** SELECTED TEXT **
== Segment start ==

For some thousand years, the chief magistrate and leader of the Most Serene Republic of Venice was styled the Doge, a rare but not unique Italian title derived from the Latin Dux, as the major Italian parallel Duce and the English Duke. Doges of Venice were elected for life by the city-state's aristocracy. Commonly the person selected as Doge was the shrewdest elder in the city. The Venetian combination of elaborate monarchic pomp and a republican (though 'aristocratic') constitution with intricate checks and balances makes La serenissima Venice a textbook example of a crowned republic.
New regulations for the elections of the doge introduced in 1268 remained in force until the end of the republic in 1797. Their object was to minimize as far as possible the influence of individual great families, and this was effected by a complex elective machinery. Thirty members of the Great Council, chosen by lot, were reduced by lot to nine; the nine chose forty and the forty were reduced by lot to twelve, who chose twenty-five. The twenty-five were reduced by lot to nine and the nine elected forty-five. Then the forty-five were once more reduced by lot to eleven, and the eleven finally chose the forty-one who actually elected the doge.

== Segment end ==

** DATA TO EXAMINE **
== Segment start ==

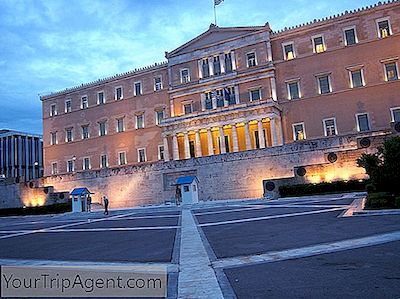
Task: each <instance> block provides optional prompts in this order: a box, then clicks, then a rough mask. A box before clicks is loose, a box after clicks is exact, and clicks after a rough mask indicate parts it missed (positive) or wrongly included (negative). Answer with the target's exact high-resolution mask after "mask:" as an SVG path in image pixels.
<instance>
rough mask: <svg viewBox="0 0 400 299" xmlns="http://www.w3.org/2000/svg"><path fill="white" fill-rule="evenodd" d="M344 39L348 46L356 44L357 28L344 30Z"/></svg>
mask: <svg viewBox="0 0 400 299" xmlns="http://www.w3.org/2000/svg"><path fill="white" fill-rule="evenodd" d="M344 40H345V45H346V46H351V45H355V44H356V43H357V42H358V40H357V34H356V29H355V28H349V29H345V30H344Z"/></svg>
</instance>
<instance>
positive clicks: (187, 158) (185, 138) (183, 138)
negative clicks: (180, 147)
mask: <svg viewBox="0 0 400 299" xmlns="http://www.w3.org/2000/svg"><path fill="white" fill-rule="evenodd" d="M183 144H184V145H185V159H190V146H189V135H188V132H185V133H183Z"/></svg>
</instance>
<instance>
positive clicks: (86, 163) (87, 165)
mask: <svg viewBox="0 0 400 299" xmlns="http://www.w3.org/2000/svg"><path fill="white" fill-rule="evenodd" d="M90 168H91V166H90V158H83V163H82V170H89V169H90Z"/></svg>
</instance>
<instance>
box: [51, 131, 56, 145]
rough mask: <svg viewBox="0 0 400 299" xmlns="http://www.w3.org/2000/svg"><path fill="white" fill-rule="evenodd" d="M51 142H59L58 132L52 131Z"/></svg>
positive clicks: (53, 143)
mask: <svg viewBox="0 0 400 299" xmlns="http://www.w3.org/2000/svg"><path fill="white" fill-rule="evenodd" d="M50 134H51V136H50V144H51V145H55V144H57V132H53V133H50Z"/></svg>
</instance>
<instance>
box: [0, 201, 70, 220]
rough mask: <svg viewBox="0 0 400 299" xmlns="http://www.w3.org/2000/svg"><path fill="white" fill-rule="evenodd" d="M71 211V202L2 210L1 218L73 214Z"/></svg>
mask: <svg viewBox="0 0 400 299" xmlns="http://www.w3.org/2000/svg"><path fill="white" fill-rule="evenodd" d="M71 211H72V205H71V202H68V203H58V204H54V205H49V206H42V207H26V208H12V209H0V217H4V216H24V215H44V214H60V213H65V212H71Z"/></svg>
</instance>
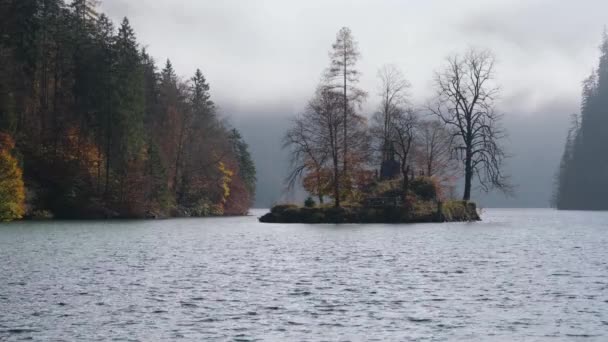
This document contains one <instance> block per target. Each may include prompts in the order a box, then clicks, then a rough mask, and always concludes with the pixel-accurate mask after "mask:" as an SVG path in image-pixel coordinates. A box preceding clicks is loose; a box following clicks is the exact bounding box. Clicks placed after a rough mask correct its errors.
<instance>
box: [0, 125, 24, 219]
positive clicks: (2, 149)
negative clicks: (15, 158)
mask: <svg viewBox="0 0 608 342" xmlns="http://www.w3.org/2000/svg"><path fill="white" fill-rule="evenodd" d="M14 146H15V144H14V142H13V139H12V138H11V137H10V136H9V135H7V134H4V133H0V221H12V220H18V219H21V218H22V217H23V214H24V213H25V185H24V184H23V171H22V170H21V168H20V167H19V165H18V163H17V159H15V157H13V156H12V155H11V150H12V149H13V147H14Z"/></svg>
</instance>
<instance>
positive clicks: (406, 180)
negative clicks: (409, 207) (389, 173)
mask: <svg viewBox="0 0 608 342" xmlns="http://www.w3.org/2000/svg"><path fill="white" fill-rule="evenodd" d="M401 173H402V174H403V185H402V186H403V188H402V190H403V199H405V198H406V197H407V192H408V191H409V190H410V178H409V175H408V174H409V173H410V168H409V166H403V165H402V166H401Z"/></svg>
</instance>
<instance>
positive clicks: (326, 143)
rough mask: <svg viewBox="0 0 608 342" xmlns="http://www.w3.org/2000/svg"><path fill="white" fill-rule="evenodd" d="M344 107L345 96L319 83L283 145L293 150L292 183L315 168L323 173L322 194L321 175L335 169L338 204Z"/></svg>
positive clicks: (332, 185)
mask: <svg viewBox="0 0 608 342" xmlns="http://www.w3.org/2000/svg"><path fill="white" fill-rule="evenodd" d="M341 108H342V96H341V95H340V94H339V93H337V92H335V91H332V90H331V89H329V88H327V87H325V86H321V87H319V89H318V90H317V92H316V94H315V97H314V98H313V99H312V100H311V101H310V102H309V103H308V106H307V108H306V110H305V112H304V113H303V114H301V115H299V116H298V117H297V118H296V119H295V120H294V126H293V127H292V128H291V129H290V130H289V131H288V132H287V134H286V135H285V138H284V145H283V146H284V148H289V149H291V152H292V171H291V173H290V175H289V177H288V182H289V184H290V186H293V185H294V184H295V183H296V182H297V181H298V180H299V179H301V178H302V176H304V175H306V174H308V173H310V172H315V173H317V174H318V175H319V178H318V179H317V181H318V183H317V195H318V196H319V194H320V192H321V187H322V184H321V182H322V179H321V178H320V175H321V174H322V171H323V170H324V169H328V168H329V169H330V170H331V171H332V178H331V187H332V189H333V198H334V205H335V206H336V207H339V206H340V203H341V196H340V194H341V191H340V190H341V188H340V179H341V172H340V167H339V164H340V161H341V156H342V153H341V152H342V146H343V144H342V142H343V136H341V134H340V128H341V127H342V124H343V116H342V113H341V110H340V109H341ZM319 199H321V197H319Z"/></svg>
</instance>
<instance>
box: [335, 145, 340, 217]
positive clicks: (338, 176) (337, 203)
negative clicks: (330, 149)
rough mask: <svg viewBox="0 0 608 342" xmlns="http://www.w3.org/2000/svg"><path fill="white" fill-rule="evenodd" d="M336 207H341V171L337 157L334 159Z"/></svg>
mask: <svg viewBox="0 0 608 342" xmlns="http://www.w3.org/2000/svg"><path fill="white" fill-rule="evenodd" d="M334 207H336V208H339V207H340V170H339V166H338V158H337V156H336V157H335V158H334Z"/></svg>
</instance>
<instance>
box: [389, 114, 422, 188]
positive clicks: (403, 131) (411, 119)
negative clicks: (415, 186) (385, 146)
mask: <svg viewBox="0 0 608 342" xmlns="http://www.w3.org/2000/svg"><path fill="white" fill-rule="evenodd" d="M417 127H418V117H417V115H416V113H415V112H414V110H411V109H409V110H401V111H399V112H397V113H395V116H394V118H393V123H392V134H391V141H392V144H393V147H394V148H395V154H397V156H399V164H400V169H401V176H402V177H403V188H402V190H403V195H404V196H406V195H407V192H408V190H409V184H410V182H409V181H410V174H411V171H412V169H411V165H412V154H413V153H414V144H415V139H416V129H417Z"/></svg>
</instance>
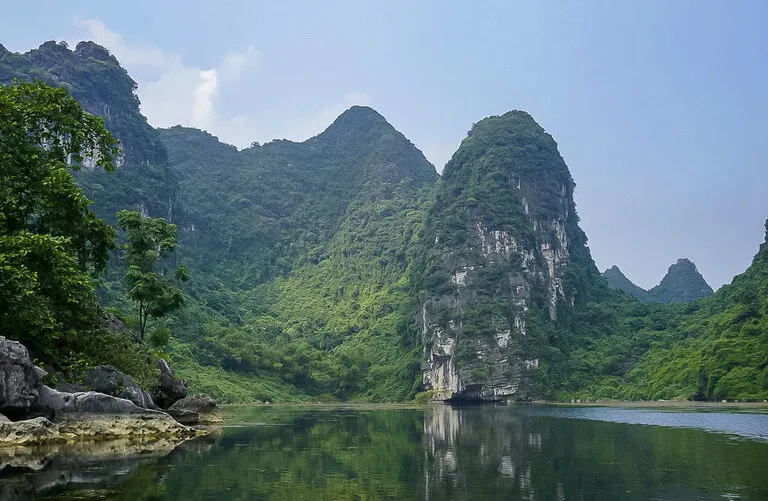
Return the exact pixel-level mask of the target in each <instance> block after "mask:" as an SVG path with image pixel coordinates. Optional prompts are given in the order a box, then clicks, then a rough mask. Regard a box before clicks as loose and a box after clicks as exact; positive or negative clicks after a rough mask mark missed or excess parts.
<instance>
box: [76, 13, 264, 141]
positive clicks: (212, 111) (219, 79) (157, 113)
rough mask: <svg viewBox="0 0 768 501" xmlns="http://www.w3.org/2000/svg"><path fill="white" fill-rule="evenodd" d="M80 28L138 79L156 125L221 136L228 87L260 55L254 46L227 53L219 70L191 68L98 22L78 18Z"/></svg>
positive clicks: (95, 21)
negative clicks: (181, 128) (220, 97)
mask: <svg viewBox="0 0 768 501" xmlns="http://www.w3.org/2000/svg"><path fill="white" fill-rule="evenodd" d="M75 27H76V28H79V29H80V30H81V31H82V32H83V35H84V36H85V37H87V38H89V39H91V40H93V41H95V42H96V43H98V44H100V45H103V46H105V47H107V48H108V49H109V50H110V52H112V54H114V55H115V57H117V59H118V60H119V61H120V64H122V65H123V67H124V68H126V69H127V70H128V73H129V74H131V76H132V77H133V78H135V79H136V80H137V83H138V84H139V90H138V93H139V98H140V99H141V103H142V104H141V111H142V113H143V114H144V115H145V116H146V117H147V119H148V120H149V122H150V123H151V124H152V125H154V126H156V127H170V126H172V125H177V124H181V125H191V126H193V127H198V128H201V129H205V130H208V131H209V132H212V133H216V130H217V128H218V127H219V126H220V124H221V121H222V120H221V119H220V117H218V115H217V112H216V104H217V100H218V99H219V97H220V95H221V91H222V85H226V84H230V83H234V82H237V81H238V79H240V78H241V77H242V76H243V75H244V74H245V73H246V72H247V71H248V70H249V69H251V68H253V67H254V66H255V65H256V62H257V60H258V56H259V53H258V51H257V50H256V49H255V48H254V47H253V46H249V47H247V48H246V49H245V50H244V51H241V52H232V53H230V54H227V55H225V56H224V57H223V58H222V60H221V62H220V63H219V64H218V65H217V66H216V67H213V68H196V67H192V66H186V65H185V64H184V63H183V62H182V59H181V56H179V55H178V54H172V53H168V52H165V51H163V50H161V49H159V48H157V47H153V46H151V45H142V44H134V43H129V42H127V41H126V40H125V38H124V37H123V36H122V35H121V34H119V33H117V32H115V31H112V30H111V29H109V28H108V27H107V26H106V25H105V24H104V23H103V22H101V21H100V20H98V19H76V20H75ZM223 139H225V140H226V139H227V138H223Z"/></svg>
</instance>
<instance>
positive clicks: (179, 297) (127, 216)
mask: <svg viewBox="0 0 768 501" xmlns="http://www.w3.org/2000/svg"><path fill="white" fill-rule="evenodd" d="M117 224H118V226H119V227H120V229H122V230H123V231H124V232H125V237H126V240H127V242H128V243H126V244H125V245H124V246H123V249H124V251H125V254H124V255H125V262H126V270H125V281H126V283H127V285H128V288H129V291H128V296H129V297H130V298H131V300H132V301H134V302H135V303H137V304H138V307H139V334H140V335H141V339H142V340H144V334H145V332H146V329H147V321H148V320H149V319H150V318H160V317H164V316H165V315H167V314H169V313H171V312H173V311H176V310H178V309H179V308H181V306H182V305H183V304H184V296H183V295H182V293H181V290H179V289H178V288H177V287H175V286H174V285H173V284H172V283H171V282H170V280H168V279H166V278H164V275H165V272H166V269H165V268H164V267H162V266H161V265H160V263H161V260H163V259H165V258H167V257H168V256H170V254H171V253H172V252H173V251H174V250H175V249H176V225H175V224H170V223H169V222H168V221H166V220H165V219H163V218H152V217H146V216H142V215H141V214H139V213H138V212H133V211H126V210H123V211H120V212H118V214H117ZM175 278H176V279H177V280H181V281H186V280H187V279H188V278H189V277H188V274H187V268H186V266H184V265H181V266H179V267H178V268H177V269H176V273H175Z"/></svg>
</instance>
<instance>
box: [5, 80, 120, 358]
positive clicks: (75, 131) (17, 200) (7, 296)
mask: <svg viewBox="0 0 768 501" xmlns="http://www.w3.org/2000/svg"><path fill="white" fill-rule="evenodd" d="M0 117H1V118H0V165H2V170H1V171H0V287H1V288H2V290H3V294H2V295H0V332H2V333H3V335H5V336H8V337H10V338H12V339H18V340H20V341H22V342H24V343H25V344H27V346H28V347H29V348H30V349H31V350H32V352H33V353H35V354H36V356H38V357H39V358H40V359H41V360H42V361H46V362H48V363H53V362H54V361H55V360H56V358H57V352H58V351H59V350H61V349H62V348H63V346H65V345H66V343H67V342H68V339H67V338H68V337H70V336H72V334H73V332H75V331H77V330H82V329H88V328H90V326H91V324H92V322H93V318H94V316H95V312H96V304H95V302H94V301H93V297H92V294H91V293H92V286H91V283H90V280H89V273H91V272H96V271H100V270H102V269H103V268H104V266H105V264H106V261H107V259H108V250H109V249H111V248H112V247H113V238H114V231H113V230H112V228H110V227H109V226H107V225H106V224H105V223H104V222H103V221H101V220H100V219H99V218H98V217H97V216H96V214H95V213H94V211H93V210H92V209H91V208H90V201H89V200H88V199H87V198H85V196H84V195H83V194H82V192H81V190H80V189H79V188H78V187H77V185H76V184H75V183H74V181H73V179H72V176H71V174H70V172H69V170H76V169H78V168H79V163H80V162H82V161H83V159H84V158H85V157H89V158H92V159H94V161H95V164H96V165H98V166H100V167H103V168H106V169H112V161H113V159H114V156H115V154H116V153H117V143H116V141H115V140H114V139H113V138H112V137H111V136H110V135H109V133H108V132H107V131H106V130H105V129H104V126H103V122H102V120H101V119H100V118H97V117H94V116H91V115H88V114H87V113H85V112H84V111H83V110H82V108H80V106H79V105H78V104H77V102H76V101H75V100H73V99H72V98H71V97H69V96H68V95H67V93H66V92H65V91H64V90H62V89H53V88H51V87H48V86H47V85H44V84H42V83H39V82H36V83H32V84H26V83H17V84H15V85H12V86H7V87H0ZM68 162H69V163H68ZM68 169H69V170H68Z"/></svg>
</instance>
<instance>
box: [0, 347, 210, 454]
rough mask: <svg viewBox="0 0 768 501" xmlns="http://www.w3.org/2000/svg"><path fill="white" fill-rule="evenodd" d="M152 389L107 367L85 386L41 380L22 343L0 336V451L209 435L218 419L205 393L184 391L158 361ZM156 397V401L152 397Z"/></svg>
mask: <svg viewBox="0 0 768 501" xmlns="http://www.w3.org/2000/svg"><path fill="white" fill-rule="evenodd" d="M157 365H158V380H157V383H156V384H155V386H154V387H153V388H152V389H151V391H147V390H143V389H142V388H140V387H139V385H138V384H136V382H135V381H134V380H133V378H132V377H130V376H128V375H126V374H123V373H122V372H120V371H119V370H118V369H116V368H115V367H112V366H99V367H95V368H92V369H91V370H89V371H88V373H87V375H86V377H85V384H83V385H76V384H70V383H62V384H59V385H57V387H56V389H54V388H51V387H49V386H47V385H45V384H43V383H42V382H41V380H42V378H43V377H44V376H45V375H46V372H45V371H44V370H43V369H41V368H40V367H37V366H35V365H34V364H33V363H32V362H31V360H30V357H29V352H28V351H27V349H26V347H24V345H22V344H21V343H18V342H16V341H11V340H8V339H6V338H5V337H3V336H0V449H5V448H7V447H19V446H25V447H27V446H41V445H49V444H65V443H75V442H79V441H96V440H114V439H142V440H143V439H161V438H162V439H173V441H183V440H185V439H187V438H190V437H194V436H197V435H201V434H206V433H207V432H208V430H207V429H206V428H202V427H200V425H216V424H221V423H222V422H223V417H222V415H221V413H220V412H219V410H218V408H217V407H216V403H215V402H214V401H213V399H211V398H210V397H206V396H204V395H196V396H187V386H186V383H185V382H184V381H182V380H180V379H178V378H175V377H174V376H173V373H172V372H171V369H170V367H169V366H168V364H167V363H166V362H165V361H164V360H162V359H161V360H159V361H158V364H157ZM156 401H157V402H158V403H159V404H160V405H158V403H156Z"/></svg>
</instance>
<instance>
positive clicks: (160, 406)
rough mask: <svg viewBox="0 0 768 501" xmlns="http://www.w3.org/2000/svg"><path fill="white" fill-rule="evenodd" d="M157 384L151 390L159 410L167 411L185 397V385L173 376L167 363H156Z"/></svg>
mask: <svg viewBox="0 0 768 501" xmlns="http://www.w3.org/2000/svg"><path fill="white" fill-rule="evenodd" d="M157 370H158V376H157V384H156V385H155V386H154V387H153V388H152V397H153V399H154V401H155V403H156V404H157V405H158V406H159V407H160V408H161V409H167V408H168V407H170V406H171V405H173V404H174V403H176V402H177V401H179V400H181V399H182V398H184V397H186V396H187V383H186V381H183V380H181V379H179V378H177V377H174V376H173V371H171V368H170V366H169V365H168V362H166V361H165V360H163V359H162V358H161V359H158V361H157Z"/></svg>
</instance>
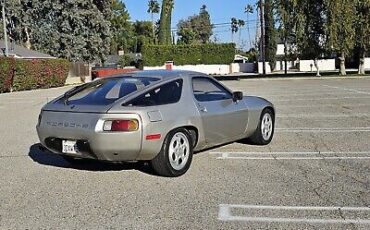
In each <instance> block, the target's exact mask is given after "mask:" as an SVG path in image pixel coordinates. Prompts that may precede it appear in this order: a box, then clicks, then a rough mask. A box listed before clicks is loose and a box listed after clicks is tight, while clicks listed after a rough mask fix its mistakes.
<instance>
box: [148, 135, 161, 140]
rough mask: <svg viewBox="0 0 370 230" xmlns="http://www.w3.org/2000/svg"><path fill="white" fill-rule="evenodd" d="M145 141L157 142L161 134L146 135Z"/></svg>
mask: <svg viewBox="0 0 370 230" xmlns="http://www.w3.org/2000/svg"><path fill="white" fill-rule="evenodd" d="M145 139H146V140H148V141H149V140H159V139H161V134H153V135H147V136H146V138H145Z"/></svg>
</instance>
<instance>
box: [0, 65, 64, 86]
mask: <svg viewBox="0 0 370 230" xmlns="http://www.w3.org/2000/svg"><path fill="white" fill-rule="evenodd" d="M0 61H1V63H2V62H3V61H4V63H6V62H9V63H14V64H13V65H12V67H11V68H12V69H13V71H11V70H10V69H9V65H1V64H0V79H1V76H3V75H4V76H5V77H4V79H7V81H3V82H4V83H7V84H4V83H2V82H1V80H0V87H1V86H2V88H3V89H4V90H2V91H1V92H8V91H10V86H11V88H12V89H13V90H14V91H20V90H30V89H38V88H51V87H60V86H63V85H64V83H65V80H66V78H67V76H68V72H69V62H68V61H67V60H64V59H45V60H22V59H11V58H7V59H5V58H2V59H0ZM3 66H8V67H7V68H8V70H5V68H2V67H3ZM9 79H10V81H9Z"/></svg>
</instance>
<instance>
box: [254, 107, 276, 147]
mask: <svg viewBox="0 0 370 230" xmlns="http://www.w3.org/2000/svg"><path fill="white" fill-rule="evenodd" d="M274 130H275V118H274V113H273V112H272V110H271V109H264V110H263V111H262V113H261V117H260V121H259V124H258V127H257V129H256V131H255V132H254V133H253V135H252V136H251V137H250V138H248V140H249V141H250V142H252V143H253V144H256V145H267V144H269V143H270V142H271V140H272V137H273V136H274Z"/></svg>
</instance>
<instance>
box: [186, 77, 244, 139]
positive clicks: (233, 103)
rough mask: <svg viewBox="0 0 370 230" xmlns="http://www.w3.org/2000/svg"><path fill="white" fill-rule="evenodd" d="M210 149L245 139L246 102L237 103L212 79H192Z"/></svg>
mask: <svg viewBox="0 0 370 230" xmlns="http://www.w3.org/2000/svg"><path fill="white" fill-rule="evenodd" d="M192 85H193V93H194V98H195V101H196V104H197V107H198V109H199V112H200V115H201V118H202V122H203V129H204V134H205V139H206V143H207V146H214V145H218V144H223V143H227V142H229V141H234V140H236V139H238V138H242V137H243V136H244V133H245V130H246V127H247V123H248V111H247V110H246V106H245V104H244V101H237V102H234V101H233V96H232V93H231V92H230V91H229V90H227V89H226V88H225V87H223V86H222V85H221V84H219V83H218V82H217V81H215V80H213V79H212V78H208V77H193V78H192Z"/></svg>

== Segment end ==

In the text on the Doges of Venice, rewrite the paragraph beginning "New regulations for the elections" as a short list, keeping its dates, its purpose and every number in the election procedure.

- Introduced in 1268, the rules stayed in force until the republic ended in 1797.
- Aim: to limit the influence of individual great families through a complex electoral machinery.
- Procedure:
  1. Thirty members of the Great Council were chosen by lot and reduced by lot to nine.
  2. The nine chose forty, who were reduced by lot to twelve.
  3. The twelve chose twenty-five, who were reduced by lot to nine.
  4. The nine elected forty-five, who were reduced by lot to eleven.
  5. The eleven chose forty-one.
  6. The forty-one elected the doge.